▸ **Assignment**: Once you find the line containing "[indicate] the man's hair" in the data below, copy it and each following line exactly, up to and including the line containing "[indicate] the gray", and nothing else.

▸ **Records provided**:
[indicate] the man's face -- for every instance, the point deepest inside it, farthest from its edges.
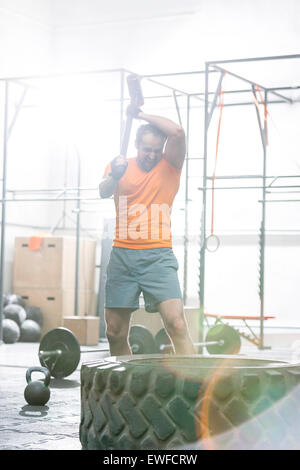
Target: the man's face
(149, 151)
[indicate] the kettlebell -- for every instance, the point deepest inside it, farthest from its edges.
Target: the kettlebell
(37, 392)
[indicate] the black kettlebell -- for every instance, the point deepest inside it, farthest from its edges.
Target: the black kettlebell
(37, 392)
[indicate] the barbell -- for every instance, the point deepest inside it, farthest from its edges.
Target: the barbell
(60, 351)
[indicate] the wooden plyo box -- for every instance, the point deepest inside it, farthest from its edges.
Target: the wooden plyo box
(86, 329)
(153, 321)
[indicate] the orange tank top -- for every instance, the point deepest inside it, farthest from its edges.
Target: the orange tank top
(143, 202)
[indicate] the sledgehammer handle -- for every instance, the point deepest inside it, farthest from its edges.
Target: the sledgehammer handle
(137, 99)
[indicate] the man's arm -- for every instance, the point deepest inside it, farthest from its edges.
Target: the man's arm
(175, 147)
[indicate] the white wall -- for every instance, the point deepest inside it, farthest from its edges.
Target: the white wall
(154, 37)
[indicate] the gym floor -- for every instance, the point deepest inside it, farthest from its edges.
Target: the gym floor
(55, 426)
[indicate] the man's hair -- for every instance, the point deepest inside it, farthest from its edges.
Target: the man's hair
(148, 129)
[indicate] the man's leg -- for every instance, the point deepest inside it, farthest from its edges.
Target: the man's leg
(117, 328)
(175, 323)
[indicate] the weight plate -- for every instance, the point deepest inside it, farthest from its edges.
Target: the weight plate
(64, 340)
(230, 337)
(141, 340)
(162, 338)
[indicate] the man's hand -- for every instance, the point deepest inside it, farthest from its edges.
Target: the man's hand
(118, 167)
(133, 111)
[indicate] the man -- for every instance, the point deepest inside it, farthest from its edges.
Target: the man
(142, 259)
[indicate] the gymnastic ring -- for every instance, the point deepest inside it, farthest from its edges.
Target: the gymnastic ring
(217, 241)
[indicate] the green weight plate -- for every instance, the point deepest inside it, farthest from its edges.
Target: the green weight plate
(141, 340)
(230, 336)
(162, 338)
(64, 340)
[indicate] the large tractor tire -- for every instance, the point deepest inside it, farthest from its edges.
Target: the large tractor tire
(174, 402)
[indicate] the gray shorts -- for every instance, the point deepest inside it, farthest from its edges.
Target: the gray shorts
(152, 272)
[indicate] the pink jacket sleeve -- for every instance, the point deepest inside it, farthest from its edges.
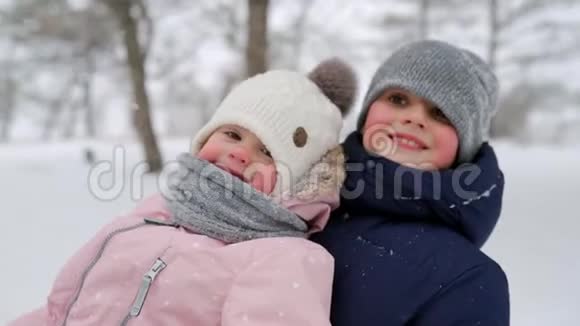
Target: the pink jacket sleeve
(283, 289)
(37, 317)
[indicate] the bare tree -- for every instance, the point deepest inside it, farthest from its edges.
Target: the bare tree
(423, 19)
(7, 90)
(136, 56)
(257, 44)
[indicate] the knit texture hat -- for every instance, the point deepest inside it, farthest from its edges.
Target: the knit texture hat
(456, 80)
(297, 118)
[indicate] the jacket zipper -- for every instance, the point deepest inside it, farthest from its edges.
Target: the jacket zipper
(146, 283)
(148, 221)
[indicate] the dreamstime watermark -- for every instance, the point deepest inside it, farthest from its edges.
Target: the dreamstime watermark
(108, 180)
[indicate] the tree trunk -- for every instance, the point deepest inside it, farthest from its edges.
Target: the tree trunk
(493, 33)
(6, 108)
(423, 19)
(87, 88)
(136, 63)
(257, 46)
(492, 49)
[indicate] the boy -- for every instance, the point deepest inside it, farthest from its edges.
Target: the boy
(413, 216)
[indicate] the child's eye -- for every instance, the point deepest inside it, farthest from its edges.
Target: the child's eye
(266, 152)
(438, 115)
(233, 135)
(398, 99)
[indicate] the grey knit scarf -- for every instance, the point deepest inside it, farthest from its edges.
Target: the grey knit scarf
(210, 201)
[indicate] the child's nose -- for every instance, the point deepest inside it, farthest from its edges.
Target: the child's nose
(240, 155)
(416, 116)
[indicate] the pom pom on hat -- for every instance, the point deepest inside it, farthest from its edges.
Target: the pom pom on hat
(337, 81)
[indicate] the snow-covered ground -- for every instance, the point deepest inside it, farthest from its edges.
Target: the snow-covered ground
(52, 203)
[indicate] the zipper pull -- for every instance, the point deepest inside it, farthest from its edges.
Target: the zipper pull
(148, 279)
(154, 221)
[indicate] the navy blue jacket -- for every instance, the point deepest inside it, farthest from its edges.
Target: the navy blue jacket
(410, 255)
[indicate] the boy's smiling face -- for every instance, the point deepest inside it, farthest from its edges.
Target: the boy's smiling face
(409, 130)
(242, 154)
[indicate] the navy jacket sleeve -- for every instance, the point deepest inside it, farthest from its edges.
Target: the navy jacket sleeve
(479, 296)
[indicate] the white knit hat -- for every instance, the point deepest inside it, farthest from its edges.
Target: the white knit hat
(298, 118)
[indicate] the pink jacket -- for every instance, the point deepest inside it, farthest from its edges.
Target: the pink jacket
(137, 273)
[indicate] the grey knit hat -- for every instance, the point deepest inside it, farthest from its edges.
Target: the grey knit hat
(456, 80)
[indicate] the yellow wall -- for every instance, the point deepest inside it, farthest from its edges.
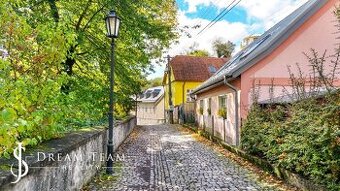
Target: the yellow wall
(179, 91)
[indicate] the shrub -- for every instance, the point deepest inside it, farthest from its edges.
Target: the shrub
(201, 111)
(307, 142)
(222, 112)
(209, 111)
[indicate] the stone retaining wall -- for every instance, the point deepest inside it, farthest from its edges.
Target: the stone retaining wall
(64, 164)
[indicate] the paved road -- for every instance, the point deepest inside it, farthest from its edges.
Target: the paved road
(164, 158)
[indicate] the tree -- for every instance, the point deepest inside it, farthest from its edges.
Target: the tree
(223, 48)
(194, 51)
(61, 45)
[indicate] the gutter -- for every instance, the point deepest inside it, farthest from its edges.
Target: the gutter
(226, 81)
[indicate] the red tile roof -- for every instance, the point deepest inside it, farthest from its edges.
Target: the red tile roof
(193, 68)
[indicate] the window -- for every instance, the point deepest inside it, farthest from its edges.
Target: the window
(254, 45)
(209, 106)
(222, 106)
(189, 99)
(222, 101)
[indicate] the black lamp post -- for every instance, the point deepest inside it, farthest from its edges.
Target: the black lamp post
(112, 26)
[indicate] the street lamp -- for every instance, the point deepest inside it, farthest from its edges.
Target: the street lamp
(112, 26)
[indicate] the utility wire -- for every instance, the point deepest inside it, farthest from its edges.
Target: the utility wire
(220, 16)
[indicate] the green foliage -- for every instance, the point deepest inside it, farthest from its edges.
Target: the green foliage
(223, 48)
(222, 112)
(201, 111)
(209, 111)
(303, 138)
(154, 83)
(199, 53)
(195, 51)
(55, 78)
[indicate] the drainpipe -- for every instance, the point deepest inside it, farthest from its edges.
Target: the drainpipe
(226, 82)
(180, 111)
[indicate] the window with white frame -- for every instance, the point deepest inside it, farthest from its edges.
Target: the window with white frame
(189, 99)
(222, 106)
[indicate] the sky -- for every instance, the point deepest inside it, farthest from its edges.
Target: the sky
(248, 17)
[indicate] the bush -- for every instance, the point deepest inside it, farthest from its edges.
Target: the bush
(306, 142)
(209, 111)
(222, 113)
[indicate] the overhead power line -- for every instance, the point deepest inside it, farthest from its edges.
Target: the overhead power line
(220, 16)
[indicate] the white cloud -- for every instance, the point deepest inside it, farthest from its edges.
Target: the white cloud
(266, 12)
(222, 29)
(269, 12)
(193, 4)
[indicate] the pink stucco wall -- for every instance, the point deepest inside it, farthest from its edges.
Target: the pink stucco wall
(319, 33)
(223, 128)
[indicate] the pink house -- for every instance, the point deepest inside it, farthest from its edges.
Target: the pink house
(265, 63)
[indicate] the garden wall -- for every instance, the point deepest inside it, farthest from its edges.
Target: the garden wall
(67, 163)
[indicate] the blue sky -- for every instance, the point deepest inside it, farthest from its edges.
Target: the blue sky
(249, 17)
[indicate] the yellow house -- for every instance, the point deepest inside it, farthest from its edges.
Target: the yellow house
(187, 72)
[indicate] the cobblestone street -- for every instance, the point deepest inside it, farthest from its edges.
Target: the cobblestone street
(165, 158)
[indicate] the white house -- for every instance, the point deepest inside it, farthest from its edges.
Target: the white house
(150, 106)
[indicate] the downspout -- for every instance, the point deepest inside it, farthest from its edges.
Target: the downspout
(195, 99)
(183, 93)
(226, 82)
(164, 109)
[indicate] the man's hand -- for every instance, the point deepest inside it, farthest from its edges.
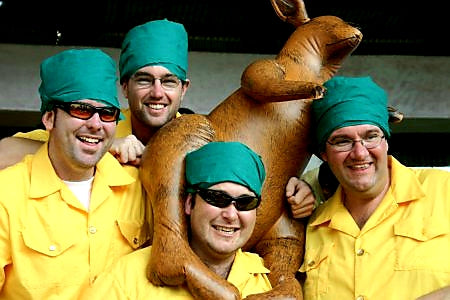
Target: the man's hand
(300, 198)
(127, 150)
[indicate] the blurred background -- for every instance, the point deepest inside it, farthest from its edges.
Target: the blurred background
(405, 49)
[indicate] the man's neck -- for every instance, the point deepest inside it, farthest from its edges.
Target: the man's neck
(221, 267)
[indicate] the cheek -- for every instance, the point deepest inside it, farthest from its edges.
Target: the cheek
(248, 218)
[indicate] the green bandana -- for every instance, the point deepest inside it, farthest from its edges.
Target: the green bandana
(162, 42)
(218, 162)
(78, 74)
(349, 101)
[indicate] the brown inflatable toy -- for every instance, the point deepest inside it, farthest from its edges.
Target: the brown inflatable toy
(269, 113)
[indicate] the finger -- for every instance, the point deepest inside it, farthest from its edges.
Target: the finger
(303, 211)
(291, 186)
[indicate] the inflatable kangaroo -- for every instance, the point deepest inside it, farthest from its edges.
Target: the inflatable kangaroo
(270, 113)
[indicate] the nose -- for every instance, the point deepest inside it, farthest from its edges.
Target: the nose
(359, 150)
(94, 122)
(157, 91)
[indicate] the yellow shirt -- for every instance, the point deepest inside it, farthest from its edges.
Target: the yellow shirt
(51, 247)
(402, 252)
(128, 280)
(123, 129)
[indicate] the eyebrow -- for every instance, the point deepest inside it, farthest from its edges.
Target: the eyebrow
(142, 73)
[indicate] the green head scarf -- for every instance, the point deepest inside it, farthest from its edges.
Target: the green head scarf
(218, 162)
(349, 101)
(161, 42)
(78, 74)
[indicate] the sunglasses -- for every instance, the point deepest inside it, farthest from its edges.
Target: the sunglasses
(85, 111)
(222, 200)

▸ **Answer to this task**:
[indicate] the man's hair -- for every instance, the point deepest inside it, farthest from its edges.
Target: the man's hair
(148, 129)
[indicate] the man's leg -- for every instance, the point deepest inside it, farthest from its edges.
Target: the man's leg
(117, 328)
(175, 323)
[indicate] the weight plate -- for every instance, the point deepest inside it, farthest from its edges.
Target: the weight plate
(64, 340)
(230, 337)
(141, 340)
(162, 338)
[indicate] the man's hand -- for every instance, the point deepest inside it, farthest from its edges.
Target: the man's hand
(118, 167)
(133, 111)
[indicate] the man -- for every instance, the point deepest inside it, farthest from its edges.
Target: the man
(142, 259)
[indicate] the gymnastic ring -- for every instance, the point deepest inside it, farthest from its edges.
Target: the gymnastic ring
(217, 241)
[indicate] the green weight plate -- for every instance, the point deepest inside it, farthest from its edges.
Target: the green weight plate
(141, 340)
(230, 336)
(162, 338)
(64, 340)
[indicate] the large tractor tire -- for every instance, the point deepest inside it, farthest from its edges.
Target: the large tractor tire
(174, 402)
[indicate] the gray shorts -- for every instance, the point deepest inside it, farthest from its edges.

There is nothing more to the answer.